• Instructions
(1) Condense the paragraph in the cheese humidity thread that begins "This is what I do and works for me every time" into a short bulleted list that keeps its main facts.
(2) Set down, word for word, the part of the cheese humidity thread between "# A little help" and "jamesngalveston (Dec 6, 2013)", inclusive.

• Text to read
=====

# A little help please



## Gwand (Dec 6, 2013)

I have everything I need to make cheese for the first time. I purchased an external thermostat for the refrigerator in the basement and this is keeping the temp at 50 degrees. I placed a bucket of water in the refrigerator to increase the humidity. However I cannot get the humidity above 65%. Any suggestions? Thank you


----------



## jamesngalveston (Dec 6, 2013)

i have never made cheese, but water alone will not make humidity.
you have to have heat and evaporation...
i would get a slow cooker, put in fridge, fill with water and plug in...and seal the frig best as possible.


----------



## Fabiola (Dec 6, 2013)

Gwand said:


> I have everything I need to make cheese for the first time. I purchased an external thermostat for the refrigerator in the basement and this is keeping the temp at 50 degrees. I placed a bucket of water in the refrigerator to increase the humidity. However I cannot get the humidity above 65%. Any suggestions? Thank you



What kind of cheese did you make and how much humidity do you need, you also need certain temperature, because different cheeses require different temperature and humidity, I may be able to help you if you give that info, also, the best way to increase humidity is with a wet towel or rag, depending on how much humidity your cave needs...


----------



## Gwand (Dec 7, 2013)

Hi Fabiola, I will be making Cantal using a recipe from "Making Artisan Cheese" by Tim Smith. The instructions call for refrigerator temp between 45-55F and humidity between 80-85 percent. Thanks for your help. G


----------



## Fabiola (Dec 7, 2013)

Gwand said:


> Hi Fabiola, I will be making Cantal using a recipe from "Making Artisan Cheese" by Tim Smith. The instructions call for refrigerator temp between 45-55F and humidity between 80-85 percent. Thanks for your help. G



This is what I do and works for me every time, well, taking in consideration that I live in a very dry place (NM) compared with yours, I have a pot full with water in the fridge to increase humidity, when the pot is not enough I throw a wet towel, the size of the towel will determine how much water will hold, and therefore, how much humidity, so basically you just need to monitor and increase or decrease the towel size or the amount of water in it, whatever is the case, when the humidity needed is 1 or 2 degrees only, wet paper towels or napkins will work...


----------



## Gwand (Dec 7, 2013)

Wow. I shall try this tonight. Thanks again. G


----------



## Gwand (Dec 8, 2013)

Fabiola, The wet towel worked perfectly. Thank you so much.


----------



## Fabiola (Dec 8, 2013)

Gwand said:


> Fabiola, The wet towel worked perfectly. Thank you so much.



You are welcome...


----------



## Fabiola (Dec 9, 2013)

Gwand, if you want to become pro, of think this is worth your investment, you can try one of these babies, they go from $6-$100 in Amazon, just be careful when buying cigar humidifiers, because they normally reach a humidity of 70-72%, and you want to reach 80% for cheese, so just pick one that goes to 80, some people also use cigar humidors to store cheese, whatever works for you... "Blessed are the Cheesemakers" ~Life of Brian (1979).

http://www.amazon.com/s/ref=nb_sb_s...umidifier,aps,171&rh=i:aps,k:cigar humidifier


----------



## Gwand (Dec 9, 2013)

Fabiola. Thanks so much. Excellent idea. G


----------

=====

Data records

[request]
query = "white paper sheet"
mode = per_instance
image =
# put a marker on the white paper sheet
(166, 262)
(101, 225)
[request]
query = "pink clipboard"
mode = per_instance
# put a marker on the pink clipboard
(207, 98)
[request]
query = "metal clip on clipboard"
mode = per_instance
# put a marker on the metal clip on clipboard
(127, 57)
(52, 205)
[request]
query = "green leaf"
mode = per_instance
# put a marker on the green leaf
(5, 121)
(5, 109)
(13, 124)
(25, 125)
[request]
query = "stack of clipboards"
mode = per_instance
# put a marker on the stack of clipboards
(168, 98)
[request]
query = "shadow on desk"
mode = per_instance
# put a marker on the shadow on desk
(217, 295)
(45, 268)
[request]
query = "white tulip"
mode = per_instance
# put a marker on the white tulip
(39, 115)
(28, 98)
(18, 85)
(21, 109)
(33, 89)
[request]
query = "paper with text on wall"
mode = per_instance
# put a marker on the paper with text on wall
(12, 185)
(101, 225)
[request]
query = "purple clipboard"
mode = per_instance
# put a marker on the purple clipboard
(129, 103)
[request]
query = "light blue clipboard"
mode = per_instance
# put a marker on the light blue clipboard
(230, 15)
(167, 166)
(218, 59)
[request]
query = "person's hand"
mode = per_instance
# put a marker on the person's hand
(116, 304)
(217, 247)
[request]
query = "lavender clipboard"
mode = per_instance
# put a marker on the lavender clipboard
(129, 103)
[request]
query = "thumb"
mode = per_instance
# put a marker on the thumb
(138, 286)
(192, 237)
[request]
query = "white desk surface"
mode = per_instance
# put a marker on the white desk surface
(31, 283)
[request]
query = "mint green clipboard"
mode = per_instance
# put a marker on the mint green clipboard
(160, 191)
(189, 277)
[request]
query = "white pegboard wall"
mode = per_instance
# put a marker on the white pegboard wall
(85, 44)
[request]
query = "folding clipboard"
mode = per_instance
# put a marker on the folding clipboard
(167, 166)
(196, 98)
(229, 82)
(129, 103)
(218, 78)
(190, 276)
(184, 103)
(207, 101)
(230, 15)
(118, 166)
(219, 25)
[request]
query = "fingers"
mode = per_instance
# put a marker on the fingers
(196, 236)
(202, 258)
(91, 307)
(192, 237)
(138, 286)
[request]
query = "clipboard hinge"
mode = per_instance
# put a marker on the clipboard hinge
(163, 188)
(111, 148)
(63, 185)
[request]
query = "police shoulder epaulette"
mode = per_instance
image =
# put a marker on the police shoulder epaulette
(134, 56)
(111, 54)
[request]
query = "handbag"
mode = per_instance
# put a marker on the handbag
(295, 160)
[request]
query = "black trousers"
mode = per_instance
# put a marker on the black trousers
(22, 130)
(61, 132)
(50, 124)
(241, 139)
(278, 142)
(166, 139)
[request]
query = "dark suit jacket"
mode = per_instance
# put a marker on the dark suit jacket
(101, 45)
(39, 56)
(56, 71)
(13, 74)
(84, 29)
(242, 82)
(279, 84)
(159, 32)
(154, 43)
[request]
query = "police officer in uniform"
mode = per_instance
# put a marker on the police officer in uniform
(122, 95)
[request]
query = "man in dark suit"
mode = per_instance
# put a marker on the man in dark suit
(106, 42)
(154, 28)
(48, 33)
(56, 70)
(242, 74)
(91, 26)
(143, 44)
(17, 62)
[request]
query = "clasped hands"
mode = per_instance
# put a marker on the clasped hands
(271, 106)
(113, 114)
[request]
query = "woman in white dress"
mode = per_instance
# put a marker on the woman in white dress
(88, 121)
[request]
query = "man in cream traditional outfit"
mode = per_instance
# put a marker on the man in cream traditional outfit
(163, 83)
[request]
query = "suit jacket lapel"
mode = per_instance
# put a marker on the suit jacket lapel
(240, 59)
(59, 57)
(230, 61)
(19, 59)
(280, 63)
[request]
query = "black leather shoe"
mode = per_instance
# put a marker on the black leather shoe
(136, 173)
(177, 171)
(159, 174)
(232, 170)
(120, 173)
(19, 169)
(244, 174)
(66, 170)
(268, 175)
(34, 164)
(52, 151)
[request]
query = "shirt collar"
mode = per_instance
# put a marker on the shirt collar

=====

• Correct answers
(1)
- The method works every time for the poster, who lives in a very dry place (NM).
- A pot full of water sits in the fridge to raise humidity.
- When the pot is not enough, a wet towel is added.
- The towel's size sets how much water it holds, and so how much humidity it gives.
- Monitor the humidity and make the towel bigger or smaller, or change the amount of water in it, as needed.
- When the humidity needed is only 1 or 2 degrees, wet paper towels or napkins will work.

(2)
# A little help please



## Gwand (Dec 6, 2013)

I have everything I need to make cheese for the first time. I purchased an external thermostat for the refrigerator in the basement and this is keeping the temp at 50 degrees. I placed a bucket of water in the refrigerator to increase the humidity. However I cannot get the humidity above 65%. Any suggestions? Thank you


----------



## jamesngalveston (Dec 6, 2013)